╭─ DATA
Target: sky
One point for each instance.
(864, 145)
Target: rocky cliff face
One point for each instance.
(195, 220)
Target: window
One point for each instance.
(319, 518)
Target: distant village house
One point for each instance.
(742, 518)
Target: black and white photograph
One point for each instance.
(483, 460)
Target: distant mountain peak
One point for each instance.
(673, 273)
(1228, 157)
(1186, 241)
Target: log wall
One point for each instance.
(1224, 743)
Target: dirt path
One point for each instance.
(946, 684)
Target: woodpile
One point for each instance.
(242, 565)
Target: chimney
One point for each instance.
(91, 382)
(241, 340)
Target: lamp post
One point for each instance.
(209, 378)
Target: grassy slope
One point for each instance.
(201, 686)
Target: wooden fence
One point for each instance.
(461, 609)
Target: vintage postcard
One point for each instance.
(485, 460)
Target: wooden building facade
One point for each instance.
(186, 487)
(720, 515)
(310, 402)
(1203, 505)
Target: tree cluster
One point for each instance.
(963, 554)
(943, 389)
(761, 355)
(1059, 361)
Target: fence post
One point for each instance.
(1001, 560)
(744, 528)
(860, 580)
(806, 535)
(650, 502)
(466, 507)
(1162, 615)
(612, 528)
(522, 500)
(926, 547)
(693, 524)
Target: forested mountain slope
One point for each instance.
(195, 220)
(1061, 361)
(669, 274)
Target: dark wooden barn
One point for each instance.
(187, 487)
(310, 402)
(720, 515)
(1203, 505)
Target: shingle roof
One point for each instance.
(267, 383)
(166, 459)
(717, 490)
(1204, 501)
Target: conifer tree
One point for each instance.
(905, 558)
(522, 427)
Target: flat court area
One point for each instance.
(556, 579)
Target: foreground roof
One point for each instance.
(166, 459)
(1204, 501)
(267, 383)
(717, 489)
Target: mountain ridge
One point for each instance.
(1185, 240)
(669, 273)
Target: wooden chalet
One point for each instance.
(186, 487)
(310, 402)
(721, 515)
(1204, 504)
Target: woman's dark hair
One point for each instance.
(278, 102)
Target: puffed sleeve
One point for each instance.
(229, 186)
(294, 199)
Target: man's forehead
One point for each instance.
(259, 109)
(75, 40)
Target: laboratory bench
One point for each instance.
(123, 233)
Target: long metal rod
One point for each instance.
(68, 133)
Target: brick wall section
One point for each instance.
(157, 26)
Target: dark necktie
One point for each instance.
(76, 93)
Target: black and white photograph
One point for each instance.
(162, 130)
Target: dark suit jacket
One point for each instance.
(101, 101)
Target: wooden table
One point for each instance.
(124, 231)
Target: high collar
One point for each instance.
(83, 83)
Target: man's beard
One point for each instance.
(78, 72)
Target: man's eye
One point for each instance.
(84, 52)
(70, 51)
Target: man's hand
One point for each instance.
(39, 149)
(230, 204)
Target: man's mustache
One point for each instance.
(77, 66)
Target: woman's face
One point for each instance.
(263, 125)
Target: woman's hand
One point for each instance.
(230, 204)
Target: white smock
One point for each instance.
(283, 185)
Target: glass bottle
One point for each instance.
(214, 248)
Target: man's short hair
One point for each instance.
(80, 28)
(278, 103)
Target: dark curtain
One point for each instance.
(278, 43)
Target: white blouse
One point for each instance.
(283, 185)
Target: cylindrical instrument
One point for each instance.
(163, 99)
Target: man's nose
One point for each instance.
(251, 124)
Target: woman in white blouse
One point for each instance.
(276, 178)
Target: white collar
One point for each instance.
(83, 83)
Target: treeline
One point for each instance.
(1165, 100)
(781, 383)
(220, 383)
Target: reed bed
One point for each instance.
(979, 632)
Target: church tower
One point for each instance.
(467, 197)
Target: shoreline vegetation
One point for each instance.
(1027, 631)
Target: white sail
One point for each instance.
╰─
[TASK PROMPT]:
For each line above that contains the word "slope", copy that line.

[EXERCISE SOLUTION]:
Target: grassy slope
Target: forested mountain slope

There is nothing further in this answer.